**SOURCE MATERIAL:**
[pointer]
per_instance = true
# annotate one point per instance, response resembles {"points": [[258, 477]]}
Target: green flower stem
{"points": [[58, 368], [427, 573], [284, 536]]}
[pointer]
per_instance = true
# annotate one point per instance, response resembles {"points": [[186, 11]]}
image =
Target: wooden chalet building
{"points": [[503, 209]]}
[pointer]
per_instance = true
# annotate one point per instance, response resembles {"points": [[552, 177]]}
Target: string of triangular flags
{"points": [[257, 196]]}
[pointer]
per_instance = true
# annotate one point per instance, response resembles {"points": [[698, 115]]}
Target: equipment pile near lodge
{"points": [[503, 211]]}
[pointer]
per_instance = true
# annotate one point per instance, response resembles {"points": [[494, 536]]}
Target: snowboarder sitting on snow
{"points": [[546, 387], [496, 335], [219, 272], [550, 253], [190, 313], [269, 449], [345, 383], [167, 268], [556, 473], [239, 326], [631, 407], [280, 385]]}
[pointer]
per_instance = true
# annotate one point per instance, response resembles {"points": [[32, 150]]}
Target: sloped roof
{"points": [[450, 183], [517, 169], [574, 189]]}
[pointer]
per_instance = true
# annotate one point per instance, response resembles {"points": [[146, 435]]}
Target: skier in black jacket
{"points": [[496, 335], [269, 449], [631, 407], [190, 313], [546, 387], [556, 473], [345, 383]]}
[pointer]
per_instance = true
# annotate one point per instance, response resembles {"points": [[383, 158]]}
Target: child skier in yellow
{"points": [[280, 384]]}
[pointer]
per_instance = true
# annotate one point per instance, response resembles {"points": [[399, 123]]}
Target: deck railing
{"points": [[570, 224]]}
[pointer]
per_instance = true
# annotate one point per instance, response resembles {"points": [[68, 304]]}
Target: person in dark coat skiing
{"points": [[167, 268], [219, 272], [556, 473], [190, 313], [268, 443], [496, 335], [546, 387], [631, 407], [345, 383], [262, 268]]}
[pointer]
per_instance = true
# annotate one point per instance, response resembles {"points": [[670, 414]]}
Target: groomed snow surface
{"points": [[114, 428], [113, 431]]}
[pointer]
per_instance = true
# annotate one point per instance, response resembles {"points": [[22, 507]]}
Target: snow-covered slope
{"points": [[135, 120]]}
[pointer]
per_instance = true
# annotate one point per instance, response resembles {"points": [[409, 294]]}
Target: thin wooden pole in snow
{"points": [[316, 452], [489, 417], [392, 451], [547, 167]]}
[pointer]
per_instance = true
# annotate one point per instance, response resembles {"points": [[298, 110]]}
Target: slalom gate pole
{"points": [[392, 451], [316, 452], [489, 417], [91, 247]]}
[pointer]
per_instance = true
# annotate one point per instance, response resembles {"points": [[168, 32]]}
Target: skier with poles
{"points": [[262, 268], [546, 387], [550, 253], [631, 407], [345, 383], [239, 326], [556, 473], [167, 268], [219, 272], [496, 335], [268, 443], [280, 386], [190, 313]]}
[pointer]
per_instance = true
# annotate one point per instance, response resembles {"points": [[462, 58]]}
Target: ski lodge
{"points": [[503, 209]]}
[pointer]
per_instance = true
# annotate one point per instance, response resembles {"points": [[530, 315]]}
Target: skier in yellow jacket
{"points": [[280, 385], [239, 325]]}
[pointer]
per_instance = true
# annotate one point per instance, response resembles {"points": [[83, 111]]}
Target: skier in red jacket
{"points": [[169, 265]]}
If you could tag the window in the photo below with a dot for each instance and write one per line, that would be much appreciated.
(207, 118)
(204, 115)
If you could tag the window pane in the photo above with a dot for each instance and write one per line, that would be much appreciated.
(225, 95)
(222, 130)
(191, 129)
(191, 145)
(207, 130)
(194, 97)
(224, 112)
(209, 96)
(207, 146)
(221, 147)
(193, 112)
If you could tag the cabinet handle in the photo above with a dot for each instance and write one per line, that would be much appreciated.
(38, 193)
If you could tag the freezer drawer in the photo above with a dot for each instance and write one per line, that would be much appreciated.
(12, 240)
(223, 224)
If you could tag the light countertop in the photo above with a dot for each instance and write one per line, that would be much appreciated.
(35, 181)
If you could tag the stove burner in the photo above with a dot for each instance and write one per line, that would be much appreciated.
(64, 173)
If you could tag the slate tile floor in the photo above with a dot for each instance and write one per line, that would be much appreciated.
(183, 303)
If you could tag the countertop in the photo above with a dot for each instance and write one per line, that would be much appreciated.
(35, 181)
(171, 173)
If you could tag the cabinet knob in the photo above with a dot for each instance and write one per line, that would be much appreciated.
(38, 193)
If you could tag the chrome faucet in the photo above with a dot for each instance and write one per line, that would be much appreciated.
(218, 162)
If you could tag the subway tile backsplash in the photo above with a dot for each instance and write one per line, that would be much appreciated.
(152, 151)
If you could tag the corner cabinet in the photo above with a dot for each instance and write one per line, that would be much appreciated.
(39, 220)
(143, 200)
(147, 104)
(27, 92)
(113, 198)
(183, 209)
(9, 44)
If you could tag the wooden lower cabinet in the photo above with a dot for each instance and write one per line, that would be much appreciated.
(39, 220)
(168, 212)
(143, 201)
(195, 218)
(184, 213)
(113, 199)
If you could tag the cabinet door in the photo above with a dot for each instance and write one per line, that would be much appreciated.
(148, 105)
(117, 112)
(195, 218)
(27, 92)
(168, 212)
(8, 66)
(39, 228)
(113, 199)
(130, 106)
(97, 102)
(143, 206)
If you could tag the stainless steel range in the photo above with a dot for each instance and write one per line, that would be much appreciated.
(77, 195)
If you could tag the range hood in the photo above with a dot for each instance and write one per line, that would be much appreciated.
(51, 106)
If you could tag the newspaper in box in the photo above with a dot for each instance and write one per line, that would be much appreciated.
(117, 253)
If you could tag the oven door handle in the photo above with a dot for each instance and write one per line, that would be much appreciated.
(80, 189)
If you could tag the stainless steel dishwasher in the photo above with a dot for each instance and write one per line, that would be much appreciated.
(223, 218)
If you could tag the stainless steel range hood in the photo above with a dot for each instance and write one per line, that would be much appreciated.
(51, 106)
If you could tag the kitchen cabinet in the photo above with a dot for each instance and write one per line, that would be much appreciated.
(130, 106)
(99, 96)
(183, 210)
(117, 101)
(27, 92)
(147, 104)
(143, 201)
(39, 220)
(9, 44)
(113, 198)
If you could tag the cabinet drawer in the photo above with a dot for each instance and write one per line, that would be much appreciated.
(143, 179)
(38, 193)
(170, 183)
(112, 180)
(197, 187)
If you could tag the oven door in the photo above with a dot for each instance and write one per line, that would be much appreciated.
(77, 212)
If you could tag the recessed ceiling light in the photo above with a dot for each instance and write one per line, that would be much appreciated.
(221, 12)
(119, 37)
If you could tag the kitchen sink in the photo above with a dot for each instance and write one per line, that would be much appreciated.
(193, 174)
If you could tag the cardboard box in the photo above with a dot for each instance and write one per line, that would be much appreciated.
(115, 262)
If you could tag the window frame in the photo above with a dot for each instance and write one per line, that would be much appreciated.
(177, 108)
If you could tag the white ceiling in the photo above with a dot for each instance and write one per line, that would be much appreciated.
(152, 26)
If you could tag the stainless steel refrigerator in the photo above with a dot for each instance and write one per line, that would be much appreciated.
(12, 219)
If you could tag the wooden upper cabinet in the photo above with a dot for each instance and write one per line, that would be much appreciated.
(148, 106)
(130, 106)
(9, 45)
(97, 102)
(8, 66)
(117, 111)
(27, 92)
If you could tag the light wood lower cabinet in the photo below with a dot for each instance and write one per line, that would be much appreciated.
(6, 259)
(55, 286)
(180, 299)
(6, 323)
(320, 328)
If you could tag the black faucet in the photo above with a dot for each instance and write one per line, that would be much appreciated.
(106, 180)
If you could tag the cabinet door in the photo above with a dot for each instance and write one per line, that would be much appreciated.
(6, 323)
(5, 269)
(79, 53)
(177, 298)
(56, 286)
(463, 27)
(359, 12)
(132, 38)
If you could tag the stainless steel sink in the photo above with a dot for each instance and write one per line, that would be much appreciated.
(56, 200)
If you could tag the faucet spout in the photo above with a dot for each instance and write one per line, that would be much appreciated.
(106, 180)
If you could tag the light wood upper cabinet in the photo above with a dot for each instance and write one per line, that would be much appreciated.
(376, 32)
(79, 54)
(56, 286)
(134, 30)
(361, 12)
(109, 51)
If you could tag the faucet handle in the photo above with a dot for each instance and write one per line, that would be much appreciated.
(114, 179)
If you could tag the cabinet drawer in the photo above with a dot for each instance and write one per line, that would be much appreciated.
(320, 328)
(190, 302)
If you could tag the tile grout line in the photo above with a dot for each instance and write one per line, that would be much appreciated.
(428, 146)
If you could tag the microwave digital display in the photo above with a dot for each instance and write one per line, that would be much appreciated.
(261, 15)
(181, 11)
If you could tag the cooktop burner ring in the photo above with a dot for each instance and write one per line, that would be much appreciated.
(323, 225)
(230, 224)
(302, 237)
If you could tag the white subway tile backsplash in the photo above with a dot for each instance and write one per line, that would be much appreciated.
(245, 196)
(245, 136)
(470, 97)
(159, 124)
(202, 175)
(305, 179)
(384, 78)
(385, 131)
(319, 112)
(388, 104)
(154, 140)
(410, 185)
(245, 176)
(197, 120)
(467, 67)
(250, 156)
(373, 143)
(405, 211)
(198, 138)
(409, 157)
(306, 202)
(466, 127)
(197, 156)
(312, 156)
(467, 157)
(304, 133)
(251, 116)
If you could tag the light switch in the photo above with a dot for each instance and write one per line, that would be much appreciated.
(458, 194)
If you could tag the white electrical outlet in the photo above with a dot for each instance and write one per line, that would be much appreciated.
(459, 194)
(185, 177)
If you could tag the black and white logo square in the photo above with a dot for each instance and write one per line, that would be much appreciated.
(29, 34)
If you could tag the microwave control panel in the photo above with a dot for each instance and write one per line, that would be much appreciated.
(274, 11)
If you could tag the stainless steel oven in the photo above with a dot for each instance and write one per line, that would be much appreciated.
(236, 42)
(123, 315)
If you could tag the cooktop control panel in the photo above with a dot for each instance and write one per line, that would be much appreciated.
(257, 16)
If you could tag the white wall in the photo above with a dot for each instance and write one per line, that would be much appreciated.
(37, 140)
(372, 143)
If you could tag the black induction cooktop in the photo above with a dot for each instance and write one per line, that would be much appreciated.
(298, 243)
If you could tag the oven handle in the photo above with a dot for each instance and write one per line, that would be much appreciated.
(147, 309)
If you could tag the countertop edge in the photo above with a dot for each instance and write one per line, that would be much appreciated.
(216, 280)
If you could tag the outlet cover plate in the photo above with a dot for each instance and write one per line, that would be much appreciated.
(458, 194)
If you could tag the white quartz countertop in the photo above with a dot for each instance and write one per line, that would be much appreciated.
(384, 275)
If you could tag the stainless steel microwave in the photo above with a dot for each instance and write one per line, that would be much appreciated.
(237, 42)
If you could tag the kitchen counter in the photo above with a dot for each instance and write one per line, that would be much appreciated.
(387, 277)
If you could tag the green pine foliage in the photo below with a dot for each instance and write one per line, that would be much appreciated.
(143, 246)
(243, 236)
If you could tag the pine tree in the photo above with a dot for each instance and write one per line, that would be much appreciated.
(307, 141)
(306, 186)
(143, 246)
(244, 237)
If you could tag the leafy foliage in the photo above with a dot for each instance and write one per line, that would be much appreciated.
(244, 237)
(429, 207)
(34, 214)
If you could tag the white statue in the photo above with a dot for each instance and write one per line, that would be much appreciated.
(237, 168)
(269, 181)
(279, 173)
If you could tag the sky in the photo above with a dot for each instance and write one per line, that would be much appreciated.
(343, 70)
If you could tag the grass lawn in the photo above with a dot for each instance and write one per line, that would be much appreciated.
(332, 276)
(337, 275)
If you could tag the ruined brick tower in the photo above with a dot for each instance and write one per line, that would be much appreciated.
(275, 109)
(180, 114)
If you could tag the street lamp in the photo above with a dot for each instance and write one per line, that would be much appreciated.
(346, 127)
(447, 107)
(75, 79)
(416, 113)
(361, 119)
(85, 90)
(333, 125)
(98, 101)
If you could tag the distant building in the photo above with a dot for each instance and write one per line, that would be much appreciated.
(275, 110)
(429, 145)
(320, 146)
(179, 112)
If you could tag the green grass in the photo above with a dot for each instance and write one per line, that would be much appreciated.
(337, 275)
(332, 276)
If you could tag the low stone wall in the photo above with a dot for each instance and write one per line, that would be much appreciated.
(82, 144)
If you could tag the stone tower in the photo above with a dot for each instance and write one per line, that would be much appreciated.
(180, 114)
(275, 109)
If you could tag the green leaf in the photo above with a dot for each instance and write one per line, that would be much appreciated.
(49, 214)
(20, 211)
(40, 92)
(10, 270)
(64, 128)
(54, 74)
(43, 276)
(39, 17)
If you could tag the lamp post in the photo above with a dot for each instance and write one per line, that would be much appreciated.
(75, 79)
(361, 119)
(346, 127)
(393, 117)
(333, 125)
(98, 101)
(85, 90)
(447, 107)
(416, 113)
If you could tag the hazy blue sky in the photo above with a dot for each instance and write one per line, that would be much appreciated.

**EXERCISE AIM:**
The lines to reproduce run from the one that contains "If you could tag the low" through the last line above; copy them exactly.

**FULL ANSWER:**
If you could tag the low stone wall in the photo above with a dot for each instance and write one per line, that would be much appreciated.
(82, 144)
If you could tag the stone tower in the photo above with a dot for each instance and write one per line, that would be much appreciated.
(180, 114)
(275, 109)
If you could tag the green leaf in the photo above with a dot for each instance and write one per line, that would be much appreciated.
(49, 214)
(20, 211)
(40, 92)
(10, 270)
(64, 128)
(54, 74)
(43, 276)
(39, 17)
If you could tag the lamp post in the photo above with a dot for each instance and write one per line, that would be much appreciated.
(75, 79)
(361, 119)
(346, 127)
(393, 117)
(333, 125)
(98, 101)
(85, 90)
(447, 107)
(416, 113)
If you could tag the hazy blue sky in the photo above with a dot for each instance and write one per line, that would be much appreciated.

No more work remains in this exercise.